§ Records contained in a dataset

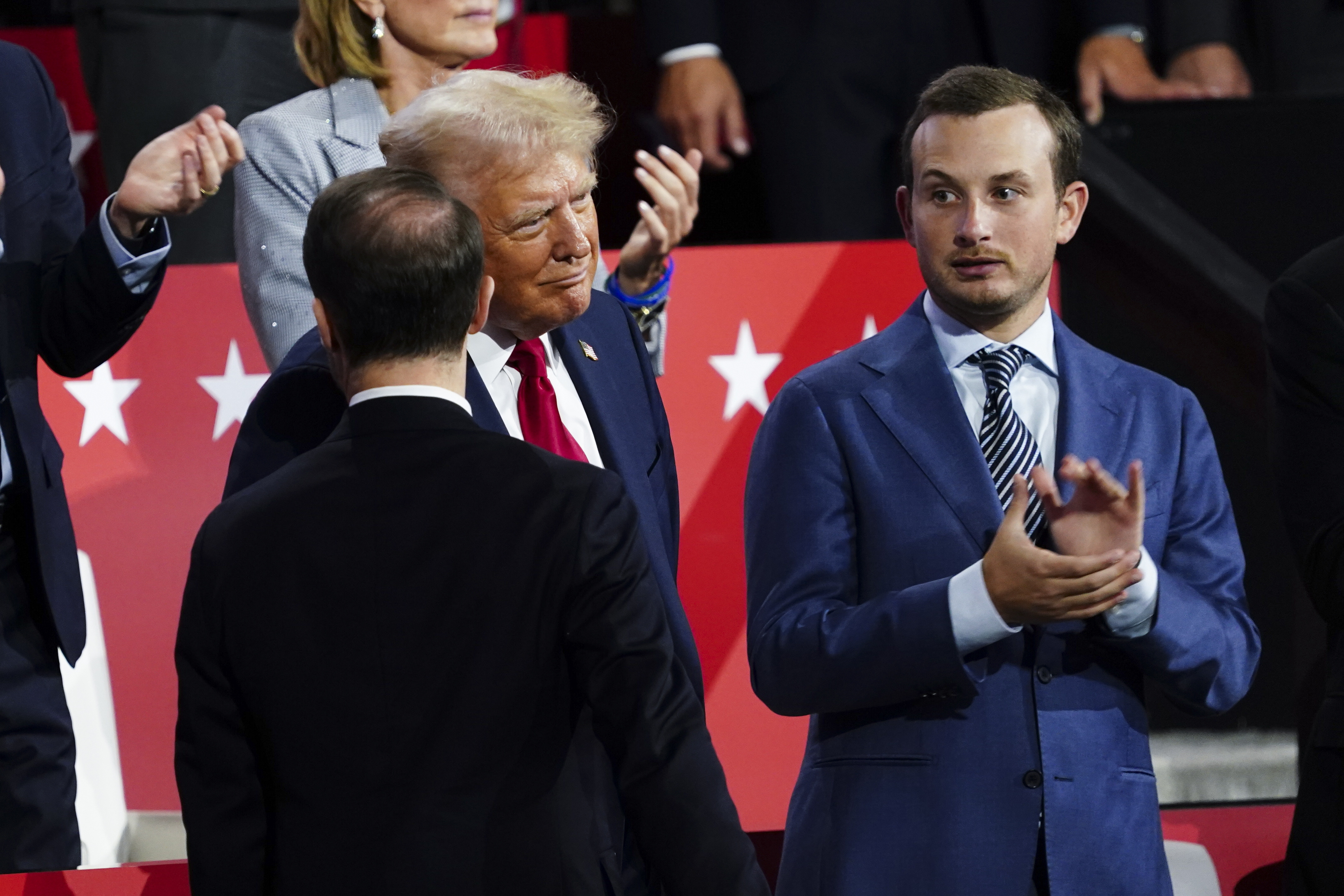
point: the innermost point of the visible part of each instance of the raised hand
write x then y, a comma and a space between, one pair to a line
1118, 65
1030, 585
175, 172
1214, 69
674, 185
1101, 516
699, 101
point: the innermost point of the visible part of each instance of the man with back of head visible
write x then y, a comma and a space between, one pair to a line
558, 364
385, 647
971, 638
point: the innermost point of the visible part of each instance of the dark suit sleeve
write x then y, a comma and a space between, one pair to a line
1099, 14
1203, 647
1305, 336
812, 645
681, 23
1194, 22
663, 476
646, 711
222, 800
294, 413
87, 312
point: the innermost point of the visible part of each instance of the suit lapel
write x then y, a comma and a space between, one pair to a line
1095, 416
483, 405
597, 390
917, 401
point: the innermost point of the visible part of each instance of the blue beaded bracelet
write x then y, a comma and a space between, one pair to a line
658, 293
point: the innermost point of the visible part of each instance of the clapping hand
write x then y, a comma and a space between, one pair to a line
1033, 586
1101, 516
674, 185
176, 172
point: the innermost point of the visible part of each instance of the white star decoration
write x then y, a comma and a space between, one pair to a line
234, 391
747, 371
103, 398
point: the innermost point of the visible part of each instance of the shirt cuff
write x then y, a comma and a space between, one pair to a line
1133, 619
693, 52
136, 271
975, 621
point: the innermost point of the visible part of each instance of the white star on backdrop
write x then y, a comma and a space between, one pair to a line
747, 371
234, 391
103, 398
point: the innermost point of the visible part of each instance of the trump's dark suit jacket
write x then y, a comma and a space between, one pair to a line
61, 299
382, 656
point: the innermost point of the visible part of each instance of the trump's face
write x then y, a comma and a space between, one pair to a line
541, 240
983, 213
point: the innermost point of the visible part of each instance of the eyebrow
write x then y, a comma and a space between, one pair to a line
998, 179
585, 187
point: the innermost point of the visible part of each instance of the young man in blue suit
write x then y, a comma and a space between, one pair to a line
972, 649
558, 364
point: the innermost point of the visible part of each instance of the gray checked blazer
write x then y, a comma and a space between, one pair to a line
294, 151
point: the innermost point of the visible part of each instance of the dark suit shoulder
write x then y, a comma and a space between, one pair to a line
1322, 271
17, 62
492, 459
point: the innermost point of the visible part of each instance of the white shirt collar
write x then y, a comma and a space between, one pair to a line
418, 391
958, 342
494, 346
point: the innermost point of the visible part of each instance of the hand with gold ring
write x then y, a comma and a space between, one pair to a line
176, 172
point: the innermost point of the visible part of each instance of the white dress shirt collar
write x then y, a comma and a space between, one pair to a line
958, 342
418, 391
494, 346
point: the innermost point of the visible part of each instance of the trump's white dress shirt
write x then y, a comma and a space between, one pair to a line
491, 350
1035, 398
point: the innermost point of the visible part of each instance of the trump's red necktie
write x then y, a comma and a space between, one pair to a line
537, 409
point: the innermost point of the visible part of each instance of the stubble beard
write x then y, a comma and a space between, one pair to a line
984, 308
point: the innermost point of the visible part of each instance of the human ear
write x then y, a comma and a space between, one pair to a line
324, 328
904, 210
1072, 208
373, 9
483, 304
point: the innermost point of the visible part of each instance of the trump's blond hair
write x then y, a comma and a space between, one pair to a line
479, 119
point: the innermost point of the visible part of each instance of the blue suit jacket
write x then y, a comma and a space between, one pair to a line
867, 494
61, 299
300, 406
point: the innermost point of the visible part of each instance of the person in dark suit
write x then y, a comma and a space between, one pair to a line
558, 364
386, 645
974, 649
1305, 335
72, 296
825, 88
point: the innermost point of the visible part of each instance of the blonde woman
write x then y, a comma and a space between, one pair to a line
370, 60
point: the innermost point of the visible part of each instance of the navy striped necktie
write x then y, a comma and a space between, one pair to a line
1006, 441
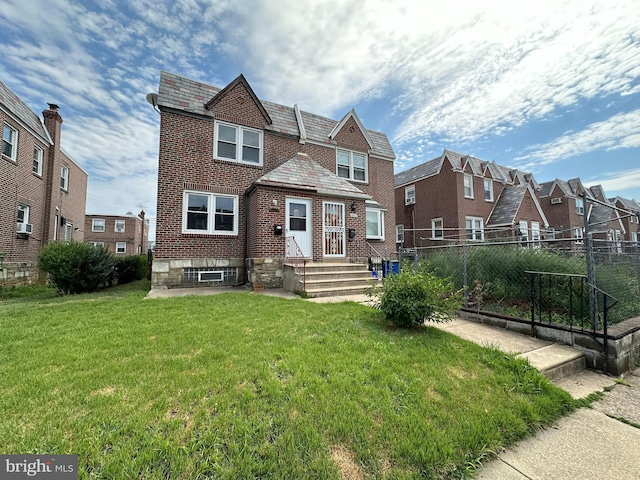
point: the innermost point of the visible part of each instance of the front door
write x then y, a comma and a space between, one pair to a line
299, 225
333, 229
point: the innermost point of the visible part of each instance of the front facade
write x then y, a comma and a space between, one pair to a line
455, 198
43, 191
246, 185
120, 234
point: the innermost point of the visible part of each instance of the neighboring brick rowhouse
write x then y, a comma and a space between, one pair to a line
120, 234
31, 172
190, 112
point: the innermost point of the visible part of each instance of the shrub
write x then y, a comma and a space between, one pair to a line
76, 267
130, 268
412, 297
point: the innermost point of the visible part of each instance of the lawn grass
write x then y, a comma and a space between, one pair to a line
242, 385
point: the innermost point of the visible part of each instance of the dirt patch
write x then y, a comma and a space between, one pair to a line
347, 466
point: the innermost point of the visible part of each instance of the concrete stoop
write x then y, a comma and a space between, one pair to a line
556, 361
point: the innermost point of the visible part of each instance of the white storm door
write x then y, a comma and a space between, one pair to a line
333, 229
299, 224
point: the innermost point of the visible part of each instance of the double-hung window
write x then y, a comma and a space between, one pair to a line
38, 153
9, 141
239, 144
410, 195
474, 228
375, 224
488, 190
212, 213
64, 178
352, 165
97, 225
437, 229
468, 185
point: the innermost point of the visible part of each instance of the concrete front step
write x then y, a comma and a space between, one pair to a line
556, 361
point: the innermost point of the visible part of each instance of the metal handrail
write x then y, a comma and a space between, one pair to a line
295, 259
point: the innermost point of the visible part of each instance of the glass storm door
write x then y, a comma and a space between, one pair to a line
333, 229
299, 224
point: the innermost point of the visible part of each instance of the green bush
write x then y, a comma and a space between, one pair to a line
130, 268
412, 297
76, 267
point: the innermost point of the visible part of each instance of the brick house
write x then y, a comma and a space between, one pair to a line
457, 197
630, 217
120, 234
247, 188
43, 190
564, 203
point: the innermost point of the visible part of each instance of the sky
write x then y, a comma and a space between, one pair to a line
549, 87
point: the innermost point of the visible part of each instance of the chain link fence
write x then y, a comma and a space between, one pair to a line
493, 275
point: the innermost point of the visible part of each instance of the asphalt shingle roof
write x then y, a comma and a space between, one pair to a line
180, 93
15, 105
300, 172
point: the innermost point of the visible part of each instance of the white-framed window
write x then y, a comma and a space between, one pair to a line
97, 225
410, 195
238, 144
474, 228
9, 141
213, 213
352, 165
523, 229
488, 190
437, 229
38, 154
64, 178
375, 224
468, 185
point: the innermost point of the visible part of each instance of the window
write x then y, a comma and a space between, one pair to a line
9, 141
375, 224
64, 178
437, 229
468, 186
37, 160
410, 195
97, 225
352, 165
488, 190
523, 231
210, 213
474, 228
237, 143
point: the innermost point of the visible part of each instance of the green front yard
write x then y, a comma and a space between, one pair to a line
242, 385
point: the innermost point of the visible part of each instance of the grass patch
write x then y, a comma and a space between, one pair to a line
239, 385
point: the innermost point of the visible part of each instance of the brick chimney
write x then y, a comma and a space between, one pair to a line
53, 124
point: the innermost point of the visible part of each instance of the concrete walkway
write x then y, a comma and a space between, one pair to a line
601, 443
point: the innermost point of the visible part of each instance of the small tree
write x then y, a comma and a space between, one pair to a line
412, 297
76, 267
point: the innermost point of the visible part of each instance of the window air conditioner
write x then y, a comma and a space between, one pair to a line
24, 228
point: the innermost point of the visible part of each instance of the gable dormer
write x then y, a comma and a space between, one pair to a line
349, 132
237, 103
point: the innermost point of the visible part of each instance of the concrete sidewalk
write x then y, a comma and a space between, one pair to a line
591, 443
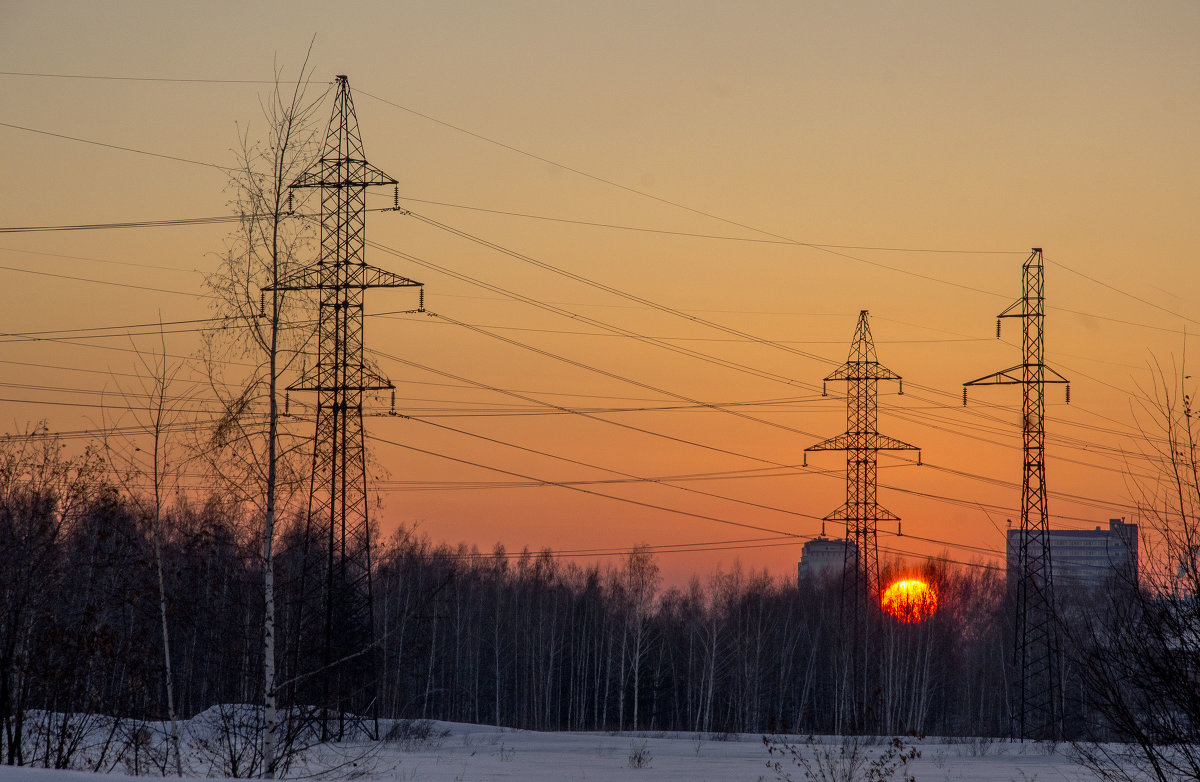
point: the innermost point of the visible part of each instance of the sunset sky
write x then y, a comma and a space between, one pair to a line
769, 167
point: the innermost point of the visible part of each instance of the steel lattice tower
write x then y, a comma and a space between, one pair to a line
861, 512
1037, 708
337, 501
862, 443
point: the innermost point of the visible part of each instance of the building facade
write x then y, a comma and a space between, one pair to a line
825, 557
1085, 558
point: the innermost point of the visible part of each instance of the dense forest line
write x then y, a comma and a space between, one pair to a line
528, 641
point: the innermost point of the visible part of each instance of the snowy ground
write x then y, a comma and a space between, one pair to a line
455, 752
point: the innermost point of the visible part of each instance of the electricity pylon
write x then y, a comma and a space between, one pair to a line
861, 512
1037, 708
341, 377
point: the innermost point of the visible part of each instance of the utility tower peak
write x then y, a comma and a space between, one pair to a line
336, 585
1037, 709
861, 512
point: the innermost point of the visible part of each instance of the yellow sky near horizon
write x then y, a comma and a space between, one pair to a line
871, 126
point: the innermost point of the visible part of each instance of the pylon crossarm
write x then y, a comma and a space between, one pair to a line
1017, 310
382, 278
373, 277
859, 513
1005, 377
862, 371
885, 443
840, 443
1056, 378
333, 173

§ Problem details
Output the line holding "steel lattice tower", then every later line through the end of the records above, exactly as given and nothing else.

§ Answer in full
point: the innermost point of the visible part of each instance of the steel lattice tower
write x then y, a comma and a space between, one pair to a line
861, 512
1037, 708
337, 501
862, 443
point: the innermost point of the visible part of each instance of the building facade
write x then y, a comma and a space between, one pair to a line
825, 557
1085, 558
point: the innermost point of the visible part of each instance of the dense forest line
write x then y, a comma and a space between, one pair to a line
528, 641
point: the innermost point of the visible part of each instance of the snowy ground
write x then y, a comma and a space between, one pair to a line
455, 752
point: the innermost point of the visible part of each instance of the electricity pylon
write x then y, a comma and a space between, one pair to a line
861, 512
1037, 708
341, 377
point: the innermost point of the visible part of each instance of the utility tower peak
write x then y, a comma and a space between, one pair to a line
336, 585
1037, 709
861, 512
point: the innermost point of the visible part of each instance of the yellow sky near horizon
write x then y, a comma and a space between, one pair to a line
871, 126
point: the innermost point of the visible part of each instance of the pylon crossarm
write x then y, a comma and a space between, one pair to a line
1017, 310
382, 278
373, 277
859, 513
1005, 377
862, 371
885, 443
840, 443
1056, 378
333, 173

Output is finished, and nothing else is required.